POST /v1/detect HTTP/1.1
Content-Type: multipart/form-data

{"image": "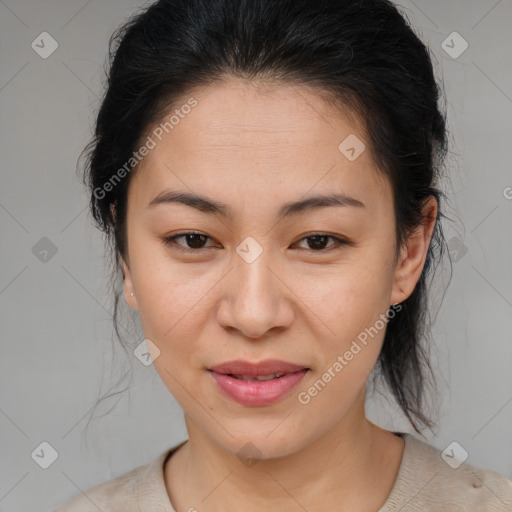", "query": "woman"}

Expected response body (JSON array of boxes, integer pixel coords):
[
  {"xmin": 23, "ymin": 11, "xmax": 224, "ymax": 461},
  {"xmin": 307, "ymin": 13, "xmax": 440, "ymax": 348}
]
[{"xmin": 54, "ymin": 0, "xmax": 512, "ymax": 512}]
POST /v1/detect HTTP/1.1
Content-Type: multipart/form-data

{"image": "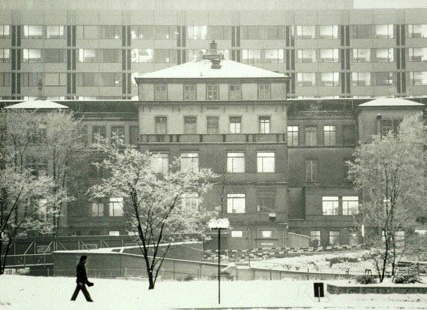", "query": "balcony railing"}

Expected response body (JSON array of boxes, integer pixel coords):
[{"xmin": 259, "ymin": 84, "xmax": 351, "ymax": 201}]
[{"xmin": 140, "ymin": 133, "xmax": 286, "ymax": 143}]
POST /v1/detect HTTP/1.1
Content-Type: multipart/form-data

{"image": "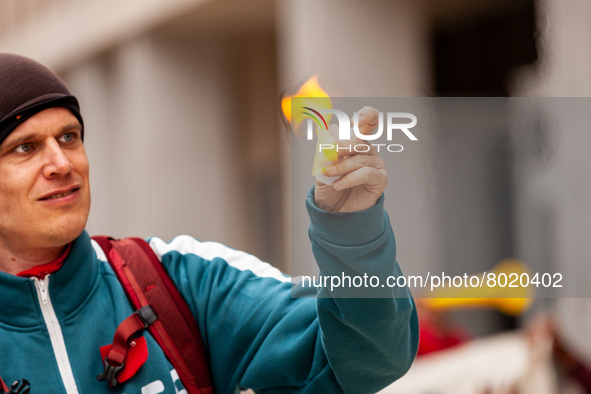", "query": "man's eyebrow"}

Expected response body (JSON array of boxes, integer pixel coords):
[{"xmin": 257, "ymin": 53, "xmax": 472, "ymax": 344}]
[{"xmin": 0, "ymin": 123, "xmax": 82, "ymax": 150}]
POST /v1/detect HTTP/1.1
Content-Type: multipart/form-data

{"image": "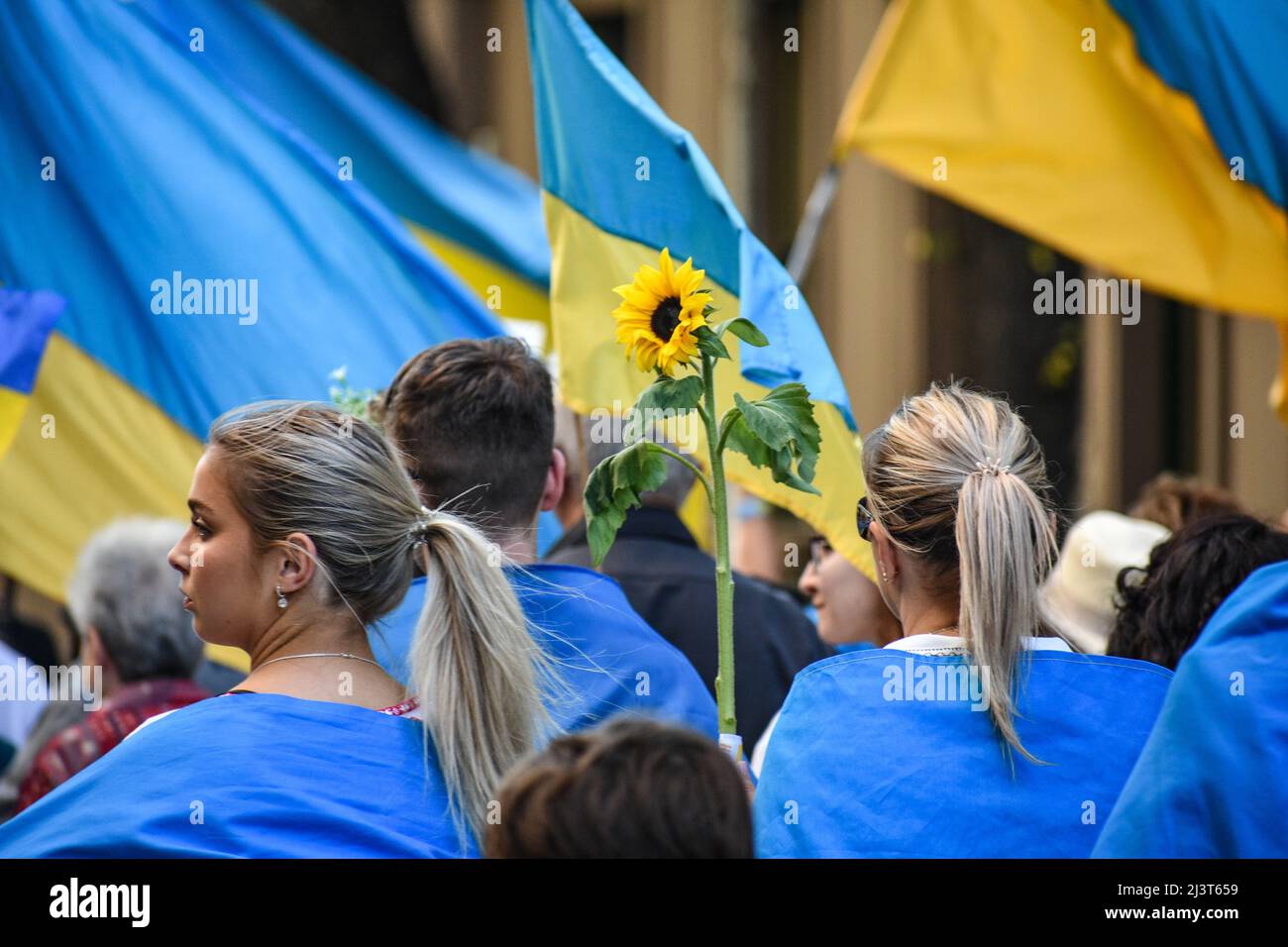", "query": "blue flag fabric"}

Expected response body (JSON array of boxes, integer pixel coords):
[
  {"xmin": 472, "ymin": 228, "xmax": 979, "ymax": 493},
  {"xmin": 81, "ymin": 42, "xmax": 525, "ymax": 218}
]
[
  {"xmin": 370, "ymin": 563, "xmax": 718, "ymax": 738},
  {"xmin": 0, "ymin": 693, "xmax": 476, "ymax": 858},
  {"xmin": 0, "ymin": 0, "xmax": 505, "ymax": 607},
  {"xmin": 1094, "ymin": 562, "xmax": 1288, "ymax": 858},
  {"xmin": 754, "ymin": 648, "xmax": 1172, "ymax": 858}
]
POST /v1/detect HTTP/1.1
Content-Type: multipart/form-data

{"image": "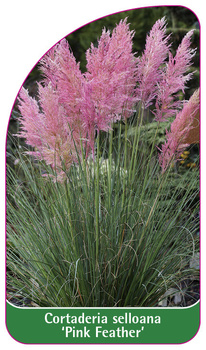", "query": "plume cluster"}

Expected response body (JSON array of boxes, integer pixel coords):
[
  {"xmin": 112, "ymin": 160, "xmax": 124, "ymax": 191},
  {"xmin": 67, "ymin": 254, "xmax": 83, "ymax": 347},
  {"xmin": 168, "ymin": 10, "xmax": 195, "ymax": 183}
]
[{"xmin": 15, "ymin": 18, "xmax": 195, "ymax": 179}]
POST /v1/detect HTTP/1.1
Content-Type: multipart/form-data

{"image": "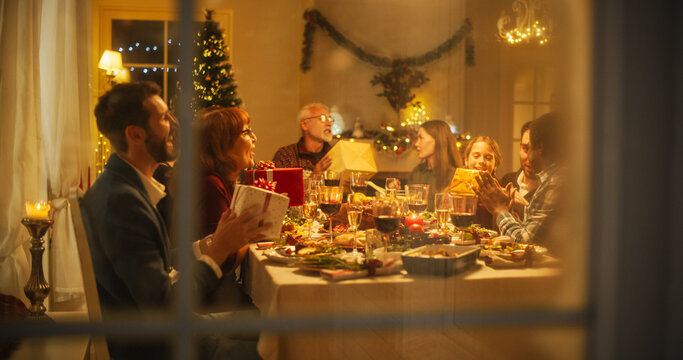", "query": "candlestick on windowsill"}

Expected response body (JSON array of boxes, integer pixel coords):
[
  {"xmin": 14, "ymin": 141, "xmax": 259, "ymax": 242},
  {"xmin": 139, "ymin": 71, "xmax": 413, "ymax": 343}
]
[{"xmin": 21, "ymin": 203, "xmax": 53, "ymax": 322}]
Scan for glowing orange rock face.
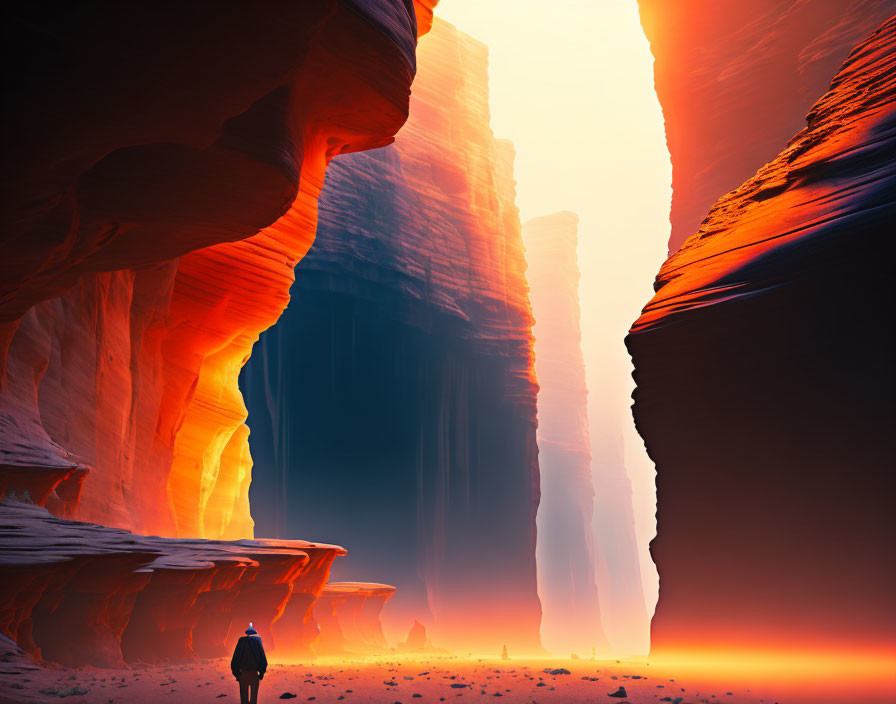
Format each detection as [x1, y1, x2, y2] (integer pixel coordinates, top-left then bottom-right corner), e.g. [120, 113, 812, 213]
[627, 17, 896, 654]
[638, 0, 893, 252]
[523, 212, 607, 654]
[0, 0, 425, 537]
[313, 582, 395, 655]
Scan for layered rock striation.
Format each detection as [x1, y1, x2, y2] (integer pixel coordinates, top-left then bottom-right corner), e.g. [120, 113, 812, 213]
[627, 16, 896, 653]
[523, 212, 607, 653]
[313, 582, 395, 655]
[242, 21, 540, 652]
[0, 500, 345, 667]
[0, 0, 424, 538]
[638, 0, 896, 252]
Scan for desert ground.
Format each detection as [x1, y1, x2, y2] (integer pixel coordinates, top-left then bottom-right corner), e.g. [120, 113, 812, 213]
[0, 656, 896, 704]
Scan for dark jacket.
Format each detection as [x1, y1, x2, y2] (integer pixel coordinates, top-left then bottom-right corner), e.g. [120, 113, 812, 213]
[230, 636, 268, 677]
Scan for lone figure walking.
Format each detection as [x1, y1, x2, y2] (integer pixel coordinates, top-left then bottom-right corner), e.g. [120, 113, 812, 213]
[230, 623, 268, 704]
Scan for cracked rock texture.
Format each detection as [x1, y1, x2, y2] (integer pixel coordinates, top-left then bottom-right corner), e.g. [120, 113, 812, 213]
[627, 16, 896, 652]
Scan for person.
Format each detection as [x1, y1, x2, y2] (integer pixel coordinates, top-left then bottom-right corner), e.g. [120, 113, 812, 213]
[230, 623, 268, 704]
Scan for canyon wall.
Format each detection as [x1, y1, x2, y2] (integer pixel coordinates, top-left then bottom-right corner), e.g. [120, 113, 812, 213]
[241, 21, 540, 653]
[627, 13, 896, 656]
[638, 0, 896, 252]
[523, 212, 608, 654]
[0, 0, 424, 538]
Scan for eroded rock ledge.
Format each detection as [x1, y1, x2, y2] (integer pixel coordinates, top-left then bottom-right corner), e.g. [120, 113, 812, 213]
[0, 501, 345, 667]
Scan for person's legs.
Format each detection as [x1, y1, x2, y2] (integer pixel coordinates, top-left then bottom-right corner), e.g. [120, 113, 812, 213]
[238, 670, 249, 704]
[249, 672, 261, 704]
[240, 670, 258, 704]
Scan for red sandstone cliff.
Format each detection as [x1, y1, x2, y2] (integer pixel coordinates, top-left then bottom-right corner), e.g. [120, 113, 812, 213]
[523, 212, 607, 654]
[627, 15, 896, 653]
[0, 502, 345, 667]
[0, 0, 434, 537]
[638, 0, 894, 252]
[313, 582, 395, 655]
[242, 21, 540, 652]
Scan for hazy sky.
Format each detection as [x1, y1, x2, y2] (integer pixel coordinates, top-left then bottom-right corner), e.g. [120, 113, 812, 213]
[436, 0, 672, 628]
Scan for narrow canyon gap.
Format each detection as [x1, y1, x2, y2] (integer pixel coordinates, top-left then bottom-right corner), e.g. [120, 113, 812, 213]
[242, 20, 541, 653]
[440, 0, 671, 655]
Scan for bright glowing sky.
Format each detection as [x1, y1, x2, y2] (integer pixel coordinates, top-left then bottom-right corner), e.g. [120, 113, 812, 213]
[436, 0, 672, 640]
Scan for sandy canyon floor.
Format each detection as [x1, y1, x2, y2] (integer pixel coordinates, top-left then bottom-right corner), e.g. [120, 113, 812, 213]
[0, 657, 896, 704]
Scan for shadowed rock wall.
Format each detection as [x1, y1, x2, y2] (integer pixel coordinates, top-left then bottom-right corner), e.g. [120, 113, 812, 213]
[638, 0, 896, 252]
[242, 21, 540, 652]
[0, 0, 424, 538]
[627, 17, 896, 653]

PROBLEM: Rewrite the listing from the line with "Scan for eroded rock ledge." to the line with "[440, 0, 671, 655]", substituting "Search" for each occurrence of "Scan" and leaving everything else unchanged.

OUTPUT OF THE TASK:
Search for eroded rock ledge.
Format each detection as [x1, y1, x2, y2] (integer pixel coordinates, top-left then bottom-right corner), e.g. [120, 113, 812, 213]
[0, 501, 345, 667]
Search for person's legs.
Format each detection as [x1, y1, x2, y2] (integer pixel coordinates, top-left then bottom-right corner), e.g. [120, 113, 812, 213]
[238, 670, 249, 704]
[249, 672, 261, 704]
[240, 670, 258, 704]
Search for red sandstone cliff.
Format each detection as [x1, y1, x2, y2] (integer pixel coordinates, top-left then bottom-right corner), e.g. [120, 113, 812, 213]
[523, 212, 607, 654]
[627, 15, 896, 653]
[0, 502, 345, 667]
[0, 0, 434, 537]
[638, 0, 894, 252]
[313, 582, 395, 655]
[242, 21, 540, 652]
Search for hazy sky.
Format each detection as [x1, y1, x2, y2] (integer pixel coordinates, top-left then bottom-right corner), e.g. [120, 113, 812, 213]
[436, 0, 672, 628]
Search for narrow canyon gap.
Format each detection as [x1, y1, x2, y2] (integer pixel coordinates, top-left then bottom-right corner), e.g. [120, 113, 812, 213]
[242, 20, 541, 653]
[440, 0, 671, 655]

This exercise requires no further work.